**EXERCISE:**
Please repeat word for word the line containing "Where can the fender" and every following line up to and including the last one below, pictures excluded.

**DATASET RECORDS:**
BEGIN
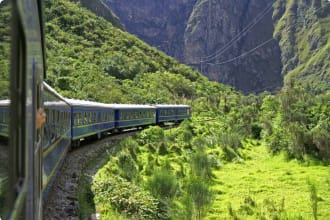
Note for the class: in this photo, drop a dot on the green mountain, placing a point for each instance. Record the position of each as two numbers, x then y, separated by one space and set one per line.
303 31
89 58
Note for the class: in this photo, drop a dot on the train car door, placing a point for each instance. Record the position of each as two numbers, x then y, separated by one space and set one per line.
21 83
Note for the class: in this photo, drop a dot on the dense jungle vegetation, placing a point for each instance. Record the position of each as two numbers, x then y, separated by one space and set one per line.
260 156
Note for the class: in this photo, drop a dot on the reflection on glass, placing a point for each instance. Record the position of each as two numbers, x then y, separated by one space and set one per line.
4 103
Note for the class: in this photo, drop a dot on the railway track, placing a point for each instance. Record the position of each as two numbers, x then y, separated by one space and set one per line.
62 198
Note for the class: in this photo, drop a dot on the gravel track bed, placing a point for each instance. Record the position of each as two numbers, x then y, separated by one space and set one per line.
62 198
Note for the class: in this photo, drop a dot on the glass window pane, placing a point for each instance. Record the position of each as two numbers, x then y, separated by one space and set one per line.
5 15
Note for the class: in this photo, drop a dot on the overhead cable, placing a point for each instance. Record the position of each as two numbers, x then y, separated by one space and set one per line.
237 37
243 54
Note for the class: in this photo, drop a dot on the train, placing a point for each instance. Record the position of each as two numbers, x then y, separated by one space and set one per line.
30 156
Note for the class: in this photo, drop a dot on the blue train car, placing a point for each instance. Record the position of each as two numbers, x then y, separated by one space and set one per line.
57 133
130 116
171 113
4 118
90 119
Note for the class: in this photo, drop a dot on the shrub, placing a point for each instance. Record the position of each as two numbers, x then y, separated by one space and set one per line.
163 184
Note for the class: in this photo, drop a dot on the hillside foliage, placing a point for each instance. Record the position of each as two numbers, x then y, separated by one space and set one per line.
303 31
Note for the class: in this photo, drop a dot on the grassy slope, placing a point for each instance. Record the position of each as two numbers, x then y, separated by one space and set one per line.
265 177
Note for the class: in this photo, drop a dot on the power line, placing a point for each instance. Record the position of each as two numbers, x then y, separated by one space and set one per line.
243 54
237 37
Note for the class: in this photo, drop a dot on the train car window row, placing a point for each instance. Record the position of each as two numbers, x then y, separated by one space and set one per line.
136 115
84 118
167 112
57 124
107 116
4 117
183 111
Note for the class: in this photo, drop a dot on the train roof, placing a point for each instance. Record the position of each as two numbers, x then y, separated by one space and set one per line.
171 106
86 103
131 106
4 102
52 91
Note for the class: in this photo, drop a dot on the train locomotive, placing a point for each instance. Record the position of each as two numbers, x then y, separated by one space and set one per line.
31 156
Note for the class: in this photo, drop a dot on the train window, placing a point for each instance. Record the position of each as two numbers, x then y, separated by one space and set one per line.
5 19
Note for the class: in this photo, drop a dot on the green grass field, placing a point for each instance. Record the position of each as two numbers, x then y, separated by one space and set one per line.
264 185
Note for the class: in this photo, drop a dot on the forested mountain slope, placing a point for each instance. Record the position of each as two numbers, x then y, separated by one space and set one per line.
231 41
195 30
89 58
303 31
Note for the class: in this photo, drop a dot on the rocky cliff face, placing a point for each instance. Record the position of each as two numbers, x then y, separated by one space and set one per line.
303 32
102 10
194 30
159 23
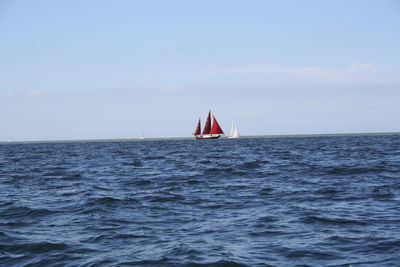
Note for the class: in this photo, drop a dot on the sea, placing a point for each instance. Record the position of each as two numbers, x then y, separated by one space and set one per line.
305 201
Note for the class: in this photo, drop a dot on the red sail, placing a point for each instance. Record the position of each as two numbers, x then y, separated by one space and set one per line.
216 129
197 132
207 127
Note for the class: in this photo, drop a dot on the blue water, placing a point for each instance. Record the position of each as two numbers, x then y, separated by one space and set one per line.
324 201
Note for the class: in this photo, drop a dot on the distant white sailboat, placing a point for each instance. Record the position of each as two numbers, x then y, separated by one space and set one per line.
234 132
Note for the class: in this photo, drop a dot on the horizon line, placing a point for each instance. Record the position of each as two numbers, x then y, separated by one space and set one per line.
191 138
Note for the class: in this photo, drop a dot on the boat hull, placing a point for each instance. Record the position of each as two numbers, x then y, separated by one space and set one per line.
207 136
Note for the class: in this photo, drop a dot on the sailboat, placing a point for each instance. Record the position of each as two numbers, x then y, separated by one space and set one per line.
234 132
210 131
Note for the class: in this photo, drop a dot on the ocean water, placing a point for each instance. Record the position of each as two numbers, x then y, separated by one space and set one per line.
323 201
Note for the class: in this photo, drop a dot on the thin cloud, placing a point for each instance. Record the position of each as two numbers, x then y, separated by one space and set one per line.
355 73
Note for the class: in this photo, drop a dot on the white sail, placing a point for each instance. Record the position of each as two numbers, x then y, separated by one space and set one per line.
141 135
234 131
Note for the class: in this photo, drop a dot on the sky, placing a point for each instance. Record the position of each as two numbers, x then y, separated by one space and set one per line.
93 69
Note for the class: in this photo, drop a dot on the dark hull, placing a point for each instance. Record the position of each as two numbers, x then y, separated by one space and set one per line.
207 137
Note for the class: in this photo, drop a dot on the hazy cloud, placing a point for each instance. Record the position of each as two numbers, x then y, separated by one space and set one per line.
355 73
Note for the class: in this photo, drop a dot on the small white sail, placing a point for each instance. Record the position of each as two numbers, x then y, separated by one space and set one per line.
234 131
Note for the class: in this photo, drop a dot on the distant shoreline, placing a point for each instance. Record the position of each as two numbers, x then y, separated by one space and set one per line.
191 138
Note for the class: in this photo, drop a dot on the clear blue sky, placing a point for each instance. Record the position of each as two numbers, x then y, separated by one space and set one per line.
107 69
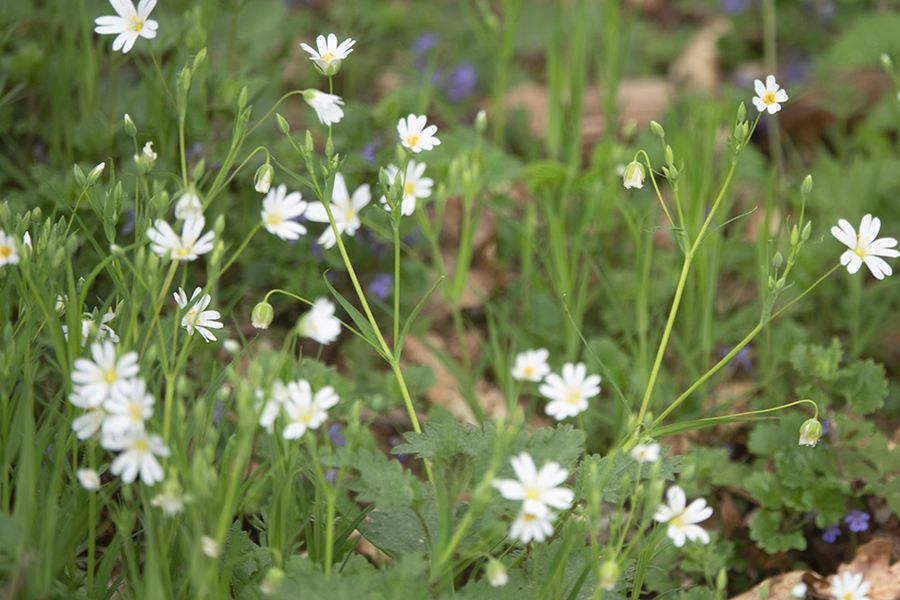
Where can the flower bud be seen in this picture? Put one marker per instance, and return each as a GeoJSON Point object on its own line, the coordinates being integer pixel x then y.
{"type": "Point", "coordinates": [634, 175]}
{"type": "Point", "coordinates": [609, 574]}
{"type": "Point", "coordinates": [496, 573]}
{"type": "Point", "coordinates": [262, 181]}
{"type": "Point", "coordinates": [262, 315]}
{"type": "Point", "coordinates": [810, 432]}
{"type": "Point", "coordinates": [129, 126]}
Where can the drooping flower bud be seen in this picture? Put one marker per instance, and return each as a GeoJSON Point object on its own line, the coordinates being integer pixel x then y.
{"type": "Point", "coordinates": [810, 432]}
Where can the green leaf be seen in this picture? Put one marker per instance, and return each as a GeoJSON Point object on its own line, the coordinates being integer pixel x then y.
{"type": "Point", "coordinates": [384, 482]}
{"type": "Point", "coordinates": [765, 530]}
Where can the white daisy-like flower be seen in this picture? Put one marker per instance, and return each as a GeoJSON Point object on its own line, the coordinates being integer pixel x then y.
{"type": "Point", "coordinates": [531, 365]}
{"type": "Point", "coordinates": [645, 453]}
{"type": "Point", "coordinates": [275, 401]}
{"type": "Point", "coordinates": [94, 381]}
{"type": "Point", "coordinates": [89, 326]}
{"type": "Point", "coordinates": [129, 23]}
{"type": "Point", "coordinates": [415, 186]}
{"type": "Point", "coordinates": [344, 208]}
{"type": "Point", "coordinates": [87, 425]}
{"type": "Point", "coordinates": [569, 393]}
{"type": "Point", "coordinates": [127, 409]}
{"type": "Point", "coordinates": [197, 317]}
{"type": "Point", "coordinates": [188, 206]}
{"type": "Point", "coordinates": [8, 253]}
{"type": "Point", "coordinates": [279, 211]}
{"type": "Point", "coordinates": [327, 106]}
{"type": "Point", "coordinates": [539, 491]}
{"type": "Point", "coordinates": [528, 527]}
{"type": "Point", "coordinates": [415, 135]}
{"type": "Point", "coordinates": [864, 247]}
{"type": "Point", "coordinates": [769, 96]}
{"type": "Point", "coordinates": [138, 452]}
{"type": "Point", "coordinates": [319, 323]}
{"type": "Point", "coordinates": [328, 54]}
{"type": "Point", "coordinates": [683, 519]}
{"type": "Point", "coordinates": [187, 246]}
{"type": "Point", "coordinates": [305, 410]}
{"type": "Point", "coordinates": [849, 586]}
{"type": "Point", "coordinates": [88, 479]}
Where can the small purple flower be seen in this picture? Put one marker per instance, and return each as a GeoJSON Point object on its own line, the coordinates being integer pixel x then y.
{"type": "Point", "coordinates": [380, 286]}
{"type": "Point", "coordinates": [336, 435]}
{"type": "Point", "coordinates": [857, 521]}
{"type": "Point", "coordinates": [831, 534]}
{"type": "Point", "coordinates": [461, 82]}
{"type": "Point", "coordinates": [425, 42]}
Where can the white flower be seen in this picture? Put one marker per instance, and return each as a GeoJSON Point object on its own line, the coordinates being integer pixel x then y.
{"type": "Point", "coordinates": [306, 411]}
{"type": "Point", "coordinates": [89, 423]}
{"type": "Point", "coordinates": [320, 323]}
{"type": "Point", "coordinates": [531, 365]}
{"type": "Point", "coordinates": [94, 381]}
{"type": "Point", "coordinates": [865, 248]}
{"type": "Point", "coordinates": [197, 317]}
{"type": "Point", "coordinates": [415, 135]}
{"type": "Point", "coordinates": [538, 490]}
{"type": "Point", "coordinates": [127, 409]}
{"type": "Point", "coordinates": [279, 211]}
{"type": "Point", "coordinates": [138, 456]}
{"type": "Point", "coordinates": [209, 546]}
{"type": "Point", "coordinates": [768, 96]}
{"type": "Point", "coordinates": [683, 520]}
{"type": "Point", "coordinates": [188, 206]}
{"type": "Point", "coordinates": [88, 479]}
{"type": "Point", "coordinates": [570, 392]}
{"type": "Point", "coordinates": [187, 246]}
{"type": "Point", "coordinates": [633, 175]}
{"type": "Point", "coordinates": [414, 185]}
{"type": "Point", "coordinates": [327, 106]}
{"type": "Point", "coordinates": [529, 527]}
{"type": "Point", "coordinates": [88, 326]}
{"type": "Point", "coordinates": [8, 253]}
{"type": "Point", "coordinates": [129, 24]}
{"type": "Point", "coordinates": [344, 209]}
{"type": "Point", "coordinates": [278, 397]}
{"type": "Point", "coordinates": [849, 586]}
{"type": "Point", "coordinates": [645, 452]}
{"type": "Point", "coordinates": [328, 54]}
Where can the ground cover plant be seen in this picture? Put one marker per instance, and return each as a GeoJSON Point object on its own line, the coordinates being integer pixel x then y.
{"type": "Point", "coordinates": [464, 299]}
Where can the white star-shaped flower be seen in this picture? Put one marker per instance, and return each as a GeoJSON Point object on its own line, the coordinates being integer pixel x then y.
{"type": "Point", "coordinates": [570, 392]}
{"type": "Point", "coordinates": [344, 208]}
{"type": "Point", "coordinates": [415, 186]}
{"type": "Point", "coordinates": [187, 246]}
{"type": "Point", "coordinates": [769, 96]}
{"type": "Point", "coordinates": [279, 212]}
{"type": "Point", "coordinates": [129, 23]}
{"type": "Point", "coordinates": [539, 491]}
{"type": "Point", "coordinates": [415, 135]}
{"type": "Point", "coordinates": [683, 519]}
{"type": "Point", "coordinates": [864, 247]}
{"type": "Point", "coordinates": [531, 365]}
{"type": "Point", "coordinates": [197, 317]}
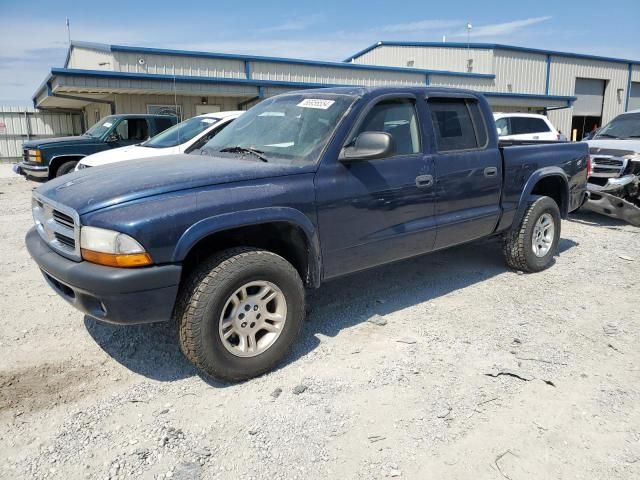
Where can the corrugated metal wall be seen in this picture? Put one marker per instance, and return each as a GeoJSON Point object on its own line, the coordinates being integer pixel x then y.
{"type": "Point", "coordinates": [520, 72]}
{"type": "Point", "coordinates": [187, 66]}
{"type": "Point", "coordinates": [331, 76]}
{"type": "Point", "coordinates": [139, 103]}
{"type": "Point", "coordinates": [25, 123]}
{"type": "Point", "coordinates": [436, 58]}
{"type": "Point", "coordinates": [565, 70]}
{"type": "Point", "coordinates": [90, 59]}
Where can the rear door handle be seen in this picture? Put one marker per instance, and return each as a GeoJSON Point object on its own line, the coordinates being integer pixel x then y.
{"type": "Point", "coordinates": [490, 172]}
{"type": "Point", "coordinates": [424, 181]}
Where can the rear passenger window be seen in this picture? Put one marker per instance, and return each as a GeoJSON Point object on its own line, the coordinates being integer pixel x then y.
{"type": "Point", "coordinates": [398, 119]}
{"type": "Point", "coordinates": [525, 125]}
{"type": "Point", "coordinates": [458, 124]}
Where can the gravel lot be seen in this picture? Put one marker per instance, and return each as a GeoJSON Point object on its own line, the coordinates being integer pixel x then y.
{"type": "Point", "coordinates": [447, 366]}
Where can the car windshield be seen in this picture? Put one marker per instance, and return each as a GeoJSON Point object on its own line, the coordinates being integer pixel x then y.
{"type": "Point", "coordinates": [623, 126]}
{"type": "Point", "coordinates": [102, 127]}
{"type": "Point", "coordinates": [181, 133]}
{"type": "Point", "coordinates": [291, 128]}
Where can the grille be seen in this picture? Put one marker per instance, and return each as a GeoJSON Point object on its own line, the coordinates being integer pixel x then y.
{"type": "Point", "coordinates": [63, 219]}
{"type": "Point", "coordinates": [58, 226]}
{"type": "Point", "coordinates": [66, 241]}
{"type": "Point", "coordinates": [608, 166]}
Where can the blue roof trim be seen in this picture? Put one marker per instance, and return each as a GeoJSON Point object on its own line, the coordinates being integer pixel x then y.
{"type": "Point", "coordinates": [295, 61]}
{"type": "Point", "coordinates": [258, 83]}
{"type": "Point", "coordinates": [532, 96]}
{"type": "Point", "coordinates": [489, 46]}
{"type": "Point", "coordinates": [186, 79]}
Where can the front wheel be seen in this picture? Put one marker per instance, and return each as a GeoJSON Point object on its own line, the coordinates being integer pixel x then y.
{"type": "Point", "coordinates": [531, 246]}
{"type": "Point", "coordinates": [239, 313]}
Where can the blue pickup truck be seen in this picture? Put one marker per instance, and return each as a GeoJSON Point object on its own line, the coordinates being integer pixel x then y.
{"type": "Point", "coordinates": [304, 187]}
{"type": "Point", "coordinates": [53, 157]}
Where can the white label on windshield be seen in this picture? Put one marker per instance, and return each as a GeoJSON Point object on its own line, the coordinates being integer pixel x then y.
{"type": "Point", "coordinates": [316, 103]}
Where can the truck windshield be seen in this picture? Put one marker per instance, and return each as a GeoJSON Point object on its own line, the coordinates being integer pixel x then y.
{"type": "Point", "coordinates": [292, 128]}
{"type": "Point", "coordinates": [102, 127]}
{"type": "Point", "coordinates": [181, 133]}
{"type": "Point", "coordinates": [623, 126]}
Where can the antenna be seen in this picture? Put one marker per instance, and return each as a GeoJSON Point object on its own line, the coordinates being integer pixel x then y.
{"type": "Point", "coordinates": [469, 59]}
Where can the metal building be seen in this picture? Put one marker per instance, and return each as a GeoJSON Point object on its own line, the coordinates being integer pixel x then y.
{"type": "Point", "coordinates": [603, 87]}
{"type": "Point", "coordinates": [576, 90]}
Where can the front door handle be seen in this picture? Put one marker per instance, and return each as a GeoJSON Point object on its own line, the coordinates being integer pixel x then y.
{"type": "Point", "coordinates": [424, 181]}
{"type": "Point", "coordinates": [490, 172]}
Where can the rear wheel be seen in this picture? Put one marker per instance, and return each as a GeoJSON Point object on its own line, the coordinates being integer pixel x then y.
{"type": "Point", "coordinates": [531, 246]}
{"type": "Point", "coordinates": [66, 167]}
{"type": "Point", "coordinates": [239, 313]}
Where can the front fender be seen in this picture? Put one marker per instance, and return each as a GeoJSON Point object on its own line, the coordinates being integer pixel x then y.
{"type": "Point", "coordinates": [526, 196]}
{"type": "Point", "coordinates": [228, 221]}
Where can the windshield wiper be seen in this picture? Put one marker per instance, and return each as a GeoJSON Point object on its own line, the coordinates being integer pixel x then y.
{"type": "Point", "coordinates": [252, 151]}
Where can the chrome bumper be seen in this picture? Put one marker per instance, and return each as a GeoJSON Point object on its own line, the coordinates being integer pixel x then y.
{"type": "Point", "coordinates": [38, 171]}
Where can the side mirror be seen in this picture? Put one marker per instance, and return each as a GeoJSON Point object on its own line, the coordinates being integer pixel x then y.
{"type": "Point", "coordinates": [368, 146]}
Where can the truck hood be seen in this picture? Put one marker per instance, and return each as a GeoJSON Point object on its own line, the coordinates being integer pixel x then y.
{"type": "Point", "coordinates": [95, 188]}
{"type": "Point", "coordinates": [621, 147]}
{"type": "Point", "coordinates": [124, 153]}
{"type": "Point", "coordinates": [61, 141]}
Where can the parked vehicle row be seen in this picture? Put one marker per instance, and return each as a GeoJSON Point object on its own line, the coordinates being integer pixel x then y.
{"type": "Point", "coordinates": [304, 187]}
{"type": "Point", "coordinates": [614, 184]}
{"type": "Point", "coordinates": [54, 157]}
{"type": "Point", "coordinates": [184, 137]}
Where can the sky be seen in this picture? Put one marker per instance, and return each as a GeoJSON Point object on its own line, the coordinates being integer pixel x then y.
{"type": "Point", "coordinates": [33, 35]}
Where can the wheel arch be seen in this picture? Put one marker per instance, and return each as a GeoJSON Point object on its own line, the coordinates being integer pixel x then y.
{"type": "Point", "coordinates": [551, 182]}
{"type": "Point", "coordinates": [58, 160]}
{"type": "Point", "coordinates": [285, 231]}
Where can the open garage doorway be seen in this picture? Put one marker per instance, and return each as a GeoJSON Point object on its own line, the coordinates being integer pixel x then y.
{"type": "Point", "coordinates": [587, 109]}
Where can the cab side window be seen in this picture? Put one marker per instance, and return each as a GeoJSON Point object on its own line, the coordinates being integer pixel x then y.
{"type": "Point", "coordinates": [398, 118]}
{"type": "Point", "coordinates": [133, 129]}
{"type": "Point", "coordinates": [458, 124]}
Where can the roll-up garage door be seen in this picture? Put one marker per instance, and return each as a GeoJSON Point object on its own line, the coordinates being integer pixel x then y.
{"type": "Point", "coordinates": [634, 98]}
{"type": "Point", "coordinates": [590, 97]}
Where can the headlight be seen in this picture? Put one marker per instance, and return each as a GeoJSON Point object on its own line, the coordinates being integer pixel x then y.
{"type": "Point", "coordinates": [113, 249]}
{"type": "Point", "coordinates": [35, 155]}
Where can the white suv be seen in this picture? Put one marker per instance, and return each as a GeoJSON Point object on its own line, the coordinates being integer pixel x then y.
{"type": "Point", "coordinates": [525, 126]}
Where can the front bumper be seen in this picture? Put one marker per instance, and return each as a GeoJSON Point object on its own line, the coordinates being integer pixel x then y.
{"type": "Point", "coordinates": [38, 171]}
{"type": "Point", "coordinates": [612, 206]}
{"type": "Point", "coordinates": [114, 295]}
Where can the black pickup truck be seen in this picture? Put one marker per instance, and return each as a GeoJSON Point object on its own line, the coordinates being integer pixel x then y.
{"type": "Point", "coordinates": [304, 187]}
{"type": "Point", "coordinates": [54, 157]}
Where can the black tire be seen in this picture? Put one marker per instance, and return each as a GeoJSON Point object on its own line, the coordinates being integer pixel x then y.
{"type": "Point", "coordinates": [203, 296]}
{"type": "Point", "coordinates": [66, 167]}
{"type": "Point", "coordinates": [518, 242]}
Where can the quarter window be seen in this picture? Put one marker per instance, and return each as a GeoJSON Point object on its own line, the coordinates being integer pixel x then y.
{"type": "Point", "coordinates": [526, 125]}
{"type": "Point", "coordinates": [397, 118]}
{"type": "Point", "coordinates": [458, 124]}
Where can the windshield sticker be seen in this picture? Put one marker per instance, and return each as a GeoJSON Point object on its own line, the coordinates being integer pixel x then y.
{"type": "Point", "coordinates": [316, 103]}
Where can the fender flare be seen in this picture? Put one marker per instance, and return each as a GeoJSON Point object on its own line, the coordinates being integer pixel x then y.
{"type": "Point", "coordinates": [257, 216]}
{"type": "Point", "coordinates": [55, 158]}
{"type": "Point", "coordinates": [526, 196]}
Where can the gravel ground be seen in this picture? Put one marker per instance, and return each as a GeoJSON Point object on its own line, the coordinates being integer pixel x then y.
{"type": "Point", "coordinates": [447, 366]}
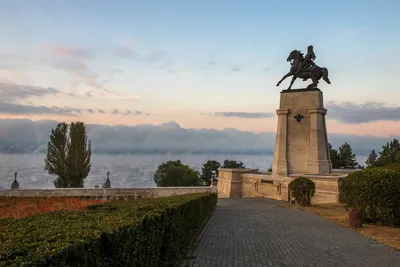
END
**TASK SOLUTION:**
Where can the fender flare be seen in this picture? Put one marker per instance, and return each as a GeoJSON Point object on its own line, the coordinates being integer pixel x then y.
{"type": "Point", "coordinates": [257, 216]}
{"type": "Point", "coordinates": [55, 158]}
{"type": "Point", "coordinates": [526, 196]}
Where can the gravel ground be seen in this picture? Put one marker per instance, and return each as a GeoJSON Point object on its own line, the coordinates being integer pixel x then y.
{"type": "Point", "coordinates": [447, 366]}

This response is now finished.